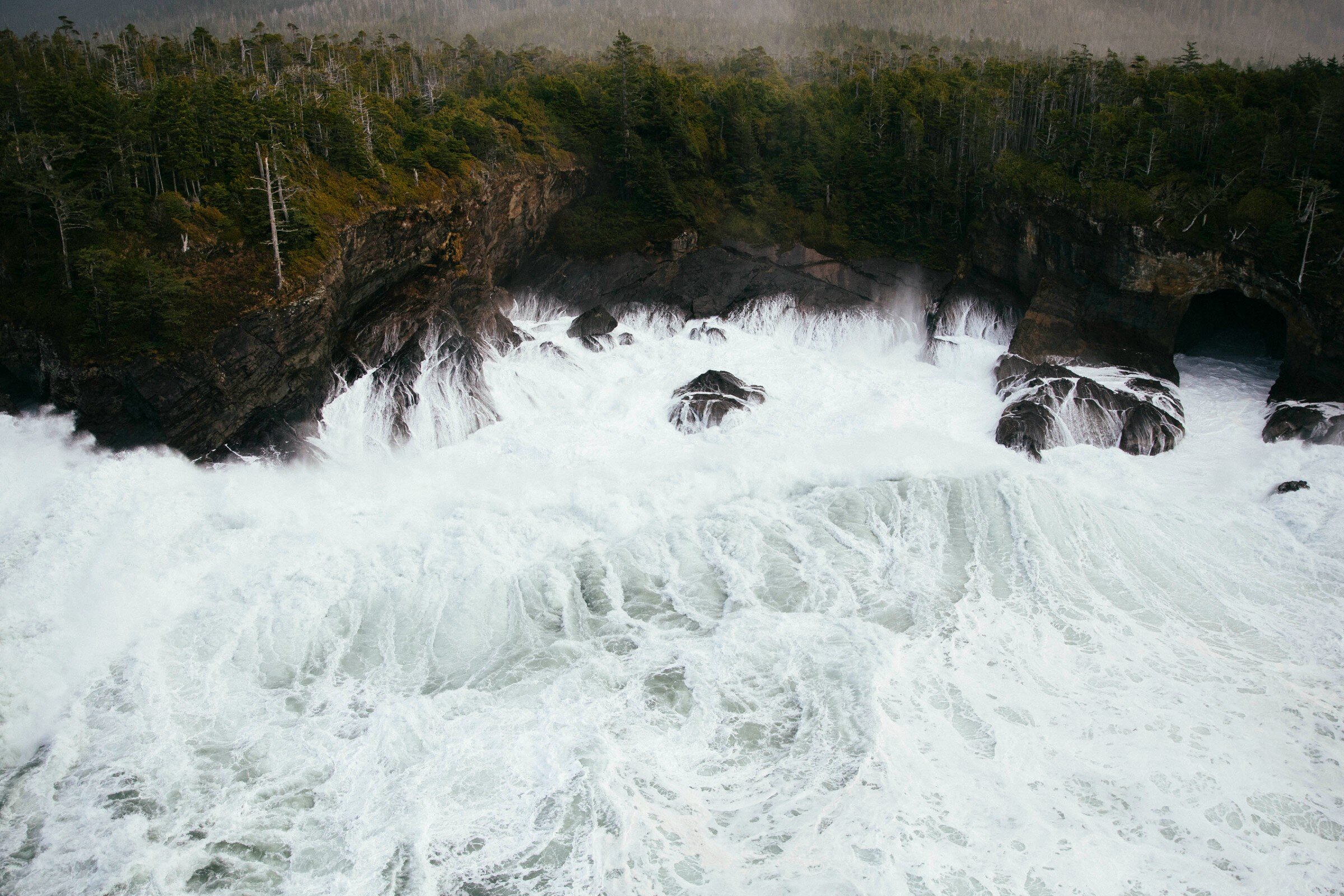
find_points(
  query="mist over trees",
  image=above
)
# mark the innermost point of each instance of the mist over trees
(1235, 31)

□ □ □ □ □

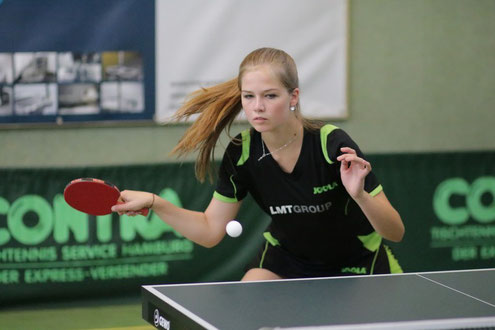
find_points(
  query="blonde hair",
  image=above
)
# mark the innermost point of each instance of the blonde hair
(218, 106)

□ □ □ □ □

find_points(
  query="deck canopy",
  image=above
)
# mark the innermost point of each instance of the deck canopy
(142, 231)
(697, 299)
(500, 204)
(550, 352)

□ □ □ □ □

### Exercise brief:
Report each line of the records above that contains the string "hair". Matching is case-sensitive.

### Answer to the task:
  query="blonde hair",
# mark the innermost point of each instance of the blonde hair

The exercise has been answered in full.